From the line containing "Tag every instance of the shirt" to the final line of the entries, every line is to be reproduced exactly; no other line belongs in the output.

INPUT RECORDS START

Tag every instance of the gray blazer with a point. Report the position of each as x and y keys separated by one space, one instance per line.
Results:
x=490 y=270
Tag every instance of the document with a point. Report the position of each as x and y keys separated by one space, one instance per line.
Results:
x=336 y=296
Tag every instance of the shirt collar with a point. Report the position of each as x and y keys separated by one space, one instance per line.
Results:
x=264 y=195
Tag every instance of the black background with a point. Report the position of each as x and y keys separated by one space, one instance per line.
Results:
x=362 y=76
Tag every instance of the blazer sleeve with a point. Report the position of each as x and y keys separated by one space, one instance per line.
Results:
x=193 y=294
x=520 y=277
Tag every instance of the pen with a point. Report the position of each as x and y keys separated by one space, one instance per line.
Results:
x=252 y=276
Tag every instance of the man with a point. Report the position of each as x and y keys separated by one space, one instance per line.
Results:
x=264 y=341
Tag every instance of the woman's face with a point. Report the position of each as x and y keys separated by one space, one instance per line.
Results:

INPUT RECORDS END

◆ ANSWER BELOW:
Tag every instance of the shirt collar with a point. Report the position of each as x and y keys separated by one space, one instance per line.
Results:
x=264 y=195
Tag every instance of the black background with a point. Report the position of each as x and y keys separated by one space, one instance per line.
Results:
x=362 y=76
Tag every instance of the blazer sleeve with a point. Report the position of each as x and y keys separated by one space, one instance per line.
Results:
x=193 y=294
x=520 y=277
Tag every instance of the pen with a point. Report the position of each as x and y keys separated by one space, one instance per line.
Results:
x=252 y=276
Tag every instance of the man with a point. Report the position of each as x and y keys separated by one space, one instance per line.
Results:
x=264 y=341
Tag every instance of the woman's face with a point. Report the position of each as x and y keys separated by one space, one instance per line.
Results:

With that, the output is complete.